[[ Excerpt open ]]
Mary Midgley in The Philosophers' Magazine:
I noticed how confused current views about this are when I read a recent piece in the Guardian about how entomologists hunt the impressive Purple Emperor butterfly. Apparently they must lay out its favourite diet, which is chiefly carrion and various kinds of faeces. The writer says that Victorian observers were distressed by these tastes in such a noble animal and “observed these degraded moments with a morbid fascination. For the emperor, however, it is not a question of taste. It is thought that the males replenish themselves after mating with sodium and other chemicals from the rotting matter.”
Thus we see the conscientious butterfly holding its proboscis and resolutely taking its medicine so as to be sure of keeping its love-life in order … And this is the sort of picture that constantly emerges from contemporary evolution-talk, a picture that mixes up two quite different kinds of purpose. The butterfly’s own subjective purpose concerns what it wants to do. But the possible effect on the survival of its species is an evolutionary function, of which the butterfly knows nothing.
[[ Excerpt closed ]]
Task statement ::
Answer these questions from the excerpt about the Purple Emperor butterfly:
(a) What chiefly makes up the butterfly's favorite diet?
(b) After mating, what do the males reportedly replenish themselves with?
(c) What does the butterfly's own subjective purpose concern?
[[ Data extract open ]]
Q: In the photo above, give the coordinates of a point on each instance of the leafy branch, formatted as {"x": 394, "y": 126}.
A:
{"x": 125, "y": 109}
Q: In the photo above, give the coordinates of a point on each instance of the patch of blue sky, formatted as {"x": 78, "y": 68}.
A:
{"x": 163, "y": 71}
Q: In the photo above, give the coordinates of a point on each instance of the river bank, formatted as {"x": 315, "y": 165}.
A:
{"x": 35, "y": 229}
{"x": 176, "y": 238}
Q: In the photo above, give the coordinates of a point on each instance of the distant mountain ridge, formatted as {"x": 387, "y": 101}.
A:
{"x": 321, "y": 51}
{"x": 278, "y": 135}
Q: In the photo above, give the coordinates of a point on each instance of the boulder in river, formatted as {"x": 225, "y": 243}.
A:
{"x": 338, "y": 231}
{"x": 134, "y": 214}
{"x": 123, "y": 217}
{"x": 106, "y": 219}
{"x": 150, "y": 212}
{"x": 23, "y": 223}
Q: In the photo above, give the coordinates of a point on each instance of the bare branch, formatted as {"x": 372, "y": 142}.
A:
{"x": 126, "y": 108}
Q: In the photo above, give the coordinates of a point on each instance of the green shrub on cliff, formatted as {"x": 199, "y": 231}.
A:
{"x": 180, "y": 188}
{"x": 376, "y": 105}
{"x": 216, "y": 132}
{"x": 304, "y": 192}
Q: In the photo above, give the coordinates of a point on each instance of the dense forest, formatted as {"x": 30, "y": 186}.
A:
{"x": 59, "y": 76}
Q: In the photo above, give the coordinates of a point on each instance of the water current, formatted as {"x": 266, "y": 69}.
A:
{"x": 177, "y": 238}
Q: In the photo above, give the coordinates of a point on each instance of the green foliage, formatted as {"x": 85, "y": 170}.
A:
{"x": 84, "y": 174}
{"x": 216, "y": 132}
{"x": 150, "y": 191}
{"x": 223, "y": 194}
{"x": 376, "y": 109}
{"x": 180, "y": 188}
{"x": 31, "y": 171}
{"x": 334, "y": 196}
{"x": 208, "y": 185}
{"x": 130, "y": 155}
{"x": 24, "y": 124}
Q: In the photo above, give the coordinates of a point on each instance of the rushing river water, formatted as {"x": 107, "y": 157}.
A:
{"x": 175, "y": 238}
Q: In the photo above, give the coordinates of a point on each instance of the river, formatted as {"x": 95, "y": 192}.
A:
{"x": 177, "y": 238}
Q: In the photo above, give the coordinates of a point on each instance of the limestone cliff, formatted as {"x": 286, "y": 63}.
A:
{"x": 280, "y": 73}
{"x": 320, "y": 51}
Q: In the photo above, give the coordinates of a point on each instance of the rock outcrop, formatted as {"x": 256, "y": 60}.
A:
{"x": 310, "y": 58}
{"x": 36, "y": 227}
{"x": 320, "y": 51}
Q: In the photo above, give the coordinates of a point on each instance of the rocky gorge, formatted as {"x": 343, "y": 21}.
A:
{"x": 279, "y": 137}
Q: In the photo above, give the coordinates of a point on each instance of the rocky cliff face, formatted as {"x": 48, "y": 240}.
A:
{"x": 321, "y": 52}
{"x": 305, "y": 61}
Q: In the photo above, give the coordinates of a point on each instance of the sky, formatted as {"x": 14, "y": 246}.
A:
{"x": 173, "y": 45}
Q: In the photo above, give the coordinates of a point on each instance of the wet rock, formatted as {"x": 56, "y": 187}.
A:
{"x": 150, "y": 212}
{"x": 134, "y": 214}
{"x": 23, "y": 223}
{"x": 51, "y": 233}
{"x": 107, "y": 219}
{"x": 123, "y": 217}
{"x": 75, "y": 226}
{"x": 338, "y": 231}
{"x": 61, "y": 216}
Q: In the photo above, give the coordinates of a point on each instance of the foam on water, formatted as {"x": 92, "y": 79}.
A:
[[ Data extract closed ]]
Completed exercise ::
(a) Carrion and various kinds of faeces.
(b) Sodium and other chemicals from the rotting matter.
(c) What it wants to do.